Bin Picking — Dex-Net, FoundationPose, Grasp Planning

1. At a glance

Random bin picking is the task of grasping and removing parts from a jumbled, unstructured bin — long held as the “holy grail” of warehouse and factory automation because it combines perception under heavy clutter, grasp synthesis on unseen object instances, and reliable execution at industrial cycle times. The modern (2026) wave is dominated by:

Deep-learning grasp planners — Dex-Net 2.0/2.1 (Mahler 2017), GraspNet-1Billion (Fang 2020), AnyGrasp (Fang 2023), Contact-GraspNet (Sundermeyer 2021).
Foundation pose models — FoundationPose (Wen 2024, NVIDIA), MegaPose (Labbé 2022), NVIDIA cuGripper + Isaac Manipulator stack (2024).
End-effector diversity — vacuum suction, parallel-jaw, multi-finger soft grippers, hybrid tool-changers.
Major deployments — Amazon Robotics (Sparrow, Robin, Cardinal), Symbotic (gantry AS/RS), Berkshire Grey, AutoStore, Locus Robotics, Covariant (acquired by Amazon 2024), RightHand Robotics, MUJIN.

2. Why it matters

E-commerce fulfillment, manufacturing kitting, and parcel induction are the dominant economic drivers. Amazon disclosed picking over 10 billion items/year robotically in its 2024 operations summary. Per-pick economics are driven by three coupled metrics:

Speed — target 10–20 picks/min for industrial cells; Sparrow operates near 15 PPM at peak.
Reliability — pick success ≥ 99% in tote-to-tote, ≥ 95% in mixed-SKU clutter.
Damage rate — typically < 0.1% to stay competitive with manual labor.

§ REQUIRED TASKS
[1] Answer these questions using the text on bin picking.
(a) Which company acquired Covariant, and in what year?
(b) About how many picks per minute does Sparrow reach at peak?
(c) What damage rate is typically needed to stay competitive with manual labor?
[2] Resume the text on bin picking after its final line, keeping its format.

(Records taken from a dataset)
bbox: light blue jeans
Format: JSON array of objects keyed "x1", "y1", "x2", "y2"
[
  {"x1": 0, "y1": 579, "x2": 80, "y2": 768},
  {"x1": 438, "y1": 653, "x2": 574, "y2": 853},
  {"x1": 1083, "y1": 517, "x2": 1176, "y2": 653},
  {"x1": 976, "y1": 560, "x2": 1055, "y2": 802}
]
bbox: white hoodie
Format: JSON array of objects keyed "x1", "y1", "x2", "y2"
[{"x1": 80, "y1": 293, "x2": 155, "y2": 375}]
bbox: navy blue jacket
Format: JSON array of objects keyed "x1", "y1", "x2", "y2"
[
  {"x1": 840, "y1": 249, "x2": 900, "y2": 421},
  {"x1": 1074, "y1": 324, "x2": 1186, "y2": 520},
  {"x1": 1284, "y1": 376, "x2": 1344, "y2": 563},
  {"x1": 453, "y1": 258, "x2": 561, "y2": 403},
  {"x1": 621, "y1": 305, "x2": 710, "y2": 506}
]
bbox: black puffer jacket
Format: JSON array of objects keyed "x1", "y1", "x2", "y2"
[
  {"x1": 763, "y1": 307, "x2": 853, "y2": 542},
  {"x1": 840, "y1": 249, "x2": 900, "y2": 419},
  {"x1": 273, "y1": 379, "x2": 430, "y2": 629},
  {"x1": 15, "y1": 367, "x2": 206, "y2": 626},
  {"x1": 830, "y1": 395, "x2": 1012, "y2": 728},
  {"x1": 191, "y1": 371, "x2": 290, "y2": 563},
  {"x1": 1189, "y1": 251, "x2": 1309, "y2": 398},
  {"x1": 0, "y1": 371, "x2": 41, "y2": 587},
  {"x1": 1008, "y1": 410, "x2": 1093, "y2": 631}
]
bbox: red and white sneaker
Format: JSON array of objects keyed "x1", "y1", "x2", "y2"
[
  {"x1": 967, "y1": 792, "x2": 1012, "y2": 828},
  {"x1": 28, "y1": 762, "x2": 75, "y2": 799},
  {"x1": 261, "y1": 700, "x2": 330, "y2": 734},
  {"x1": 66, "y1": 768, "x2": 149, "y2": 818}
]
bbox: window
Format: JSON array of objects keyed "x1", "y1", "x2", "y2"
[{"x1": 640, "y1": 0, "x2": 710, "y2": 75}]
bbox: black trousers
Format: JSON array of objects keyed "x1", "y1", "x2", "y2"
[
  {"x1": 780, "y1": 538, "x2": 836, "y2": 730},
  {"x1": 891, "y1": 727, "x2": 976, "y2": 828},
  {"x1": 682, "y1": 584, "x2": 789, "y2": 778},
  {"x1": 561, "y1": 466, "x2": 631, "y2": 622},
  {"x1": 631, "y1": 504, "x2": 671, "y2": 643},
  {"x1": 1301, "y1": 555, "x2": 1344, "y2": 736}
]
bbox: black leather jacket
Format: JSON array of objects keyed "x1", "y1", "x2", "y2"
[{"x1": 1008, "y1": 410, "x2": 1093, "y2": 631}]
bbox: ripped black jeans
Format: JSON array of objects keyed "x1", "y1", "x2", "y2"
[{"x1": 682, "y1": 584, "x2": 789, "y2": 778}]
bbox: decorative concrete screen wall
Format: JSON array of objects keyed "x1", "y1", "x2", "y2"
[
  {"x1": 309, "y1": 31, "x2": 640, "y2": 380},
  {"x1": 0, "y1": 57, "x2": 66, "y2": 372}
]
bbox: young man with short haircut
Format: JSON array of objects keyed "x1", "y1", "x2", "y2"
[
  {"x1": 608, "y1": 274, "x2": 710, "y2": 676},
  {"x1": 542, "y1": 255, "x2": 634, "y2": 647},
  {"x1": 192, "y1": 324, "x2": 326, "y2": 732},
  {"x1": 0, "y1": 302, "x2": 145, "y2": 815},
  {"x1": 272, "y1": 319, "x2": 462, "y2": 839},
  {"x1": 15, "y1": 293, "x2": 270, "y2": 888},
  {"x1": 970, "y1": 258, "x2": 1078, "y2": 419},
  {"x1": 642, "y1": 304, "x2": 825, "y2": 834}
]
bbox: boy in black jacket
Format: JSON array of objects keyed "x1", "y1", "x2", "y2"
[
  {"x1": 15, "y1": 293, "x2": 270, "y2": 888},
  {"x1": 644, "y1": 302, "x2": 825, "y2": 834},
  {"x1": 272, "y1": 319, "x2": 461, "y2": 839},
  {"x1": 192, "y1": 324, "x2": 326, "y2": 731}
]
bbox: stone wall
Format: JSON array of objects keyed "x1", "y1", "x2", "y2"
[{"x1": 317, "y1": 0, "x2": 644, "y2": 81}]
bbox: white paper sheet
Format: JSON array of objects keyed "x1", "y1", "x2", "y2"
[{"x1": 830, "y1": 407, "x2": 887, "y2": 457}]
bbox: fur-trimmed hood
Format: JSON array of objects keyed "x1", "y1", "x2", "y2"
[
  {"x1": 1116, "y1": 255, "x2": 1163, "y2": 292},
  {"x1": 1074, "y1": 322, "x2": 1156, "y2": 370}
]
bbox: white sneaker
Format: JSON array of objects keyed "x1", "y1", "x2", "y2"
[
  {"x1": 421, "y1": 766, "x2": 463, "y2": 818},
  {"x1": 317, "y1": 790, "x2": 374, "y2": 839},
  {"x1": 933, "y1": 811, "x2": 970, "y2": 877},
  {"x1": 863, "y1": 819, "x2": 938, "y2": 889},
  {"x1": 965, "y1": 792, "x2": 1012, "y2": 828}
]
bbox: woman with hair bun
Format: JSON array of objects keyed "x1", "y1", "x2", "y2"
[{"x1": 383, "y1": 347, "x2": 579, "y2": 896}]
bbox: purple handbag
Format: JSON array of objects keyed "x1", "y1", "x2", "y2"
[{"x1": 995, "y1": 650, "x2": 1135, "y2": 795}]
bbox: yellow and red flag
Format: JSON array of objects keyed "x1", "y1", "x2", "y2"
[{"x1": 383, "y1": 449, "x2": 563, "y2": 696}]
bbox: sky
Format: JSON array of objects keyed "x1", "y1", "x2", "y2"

§ SET OF ANSWERS
[1]
(a) Amazon, in 2024.
(b) Near 15 picks per minute.
(c) Less than 0.1%.

[2]
3. First principles

3.1 Grasp quality metrics

Metric	Definition	Use
Force-closure	Grasp can resist any external wrench in arbitrary direction	Multi-finger feasibility
Antipodal	Two parallel-jaw contacts whose normals are colinear and opposed	Parallel-jaw scoring
Wrench-resistance ratio	ε = min‖w‖ over disturbance set	Robust grasp ranking
Manipulability	√det(JJᵀ) at grasp pose	Arm-configuration filter
Reachability	Pose is inside arm workspace, no joint-limit violation	Hard feasibility
Q-value (Dex-Net)	P(success) under sensor + dynamics noise	Learned ranking

3.2 Suction physics

Suction-cup lifting force on a sealed pad:

F = (P_atm − P_vac) × A_seal

with P_atm ≈ 101.3 kPa, P_vac the absolute pressure inside the cup, and A_seal the effective sealed area. A “70 % vacuum” cup pulls P_vac ≈ 30 kPa absolute, giving ΔP ≈ 71 kPa.

3.3 Vision pipeline (canonical)

RGB-D capture → instance segmentation → 6-DoF pose estimation
              → grasp planner → motion plan (MoveIt 2 / cuMotion)
              → execute → in-hand verification → place

3.4 Open-vocabulary grasping

Language-conditioned pick (“pick up the red mug”) is enabled by combining:

SAM / SAM 2 (Meta 2024) for promptable segmentation.
CLIP (Radford 2021) for vision-language matching.
LLM planner (GPT-4o, Claude, RT-2) to parse the natural-language request into a grasp target.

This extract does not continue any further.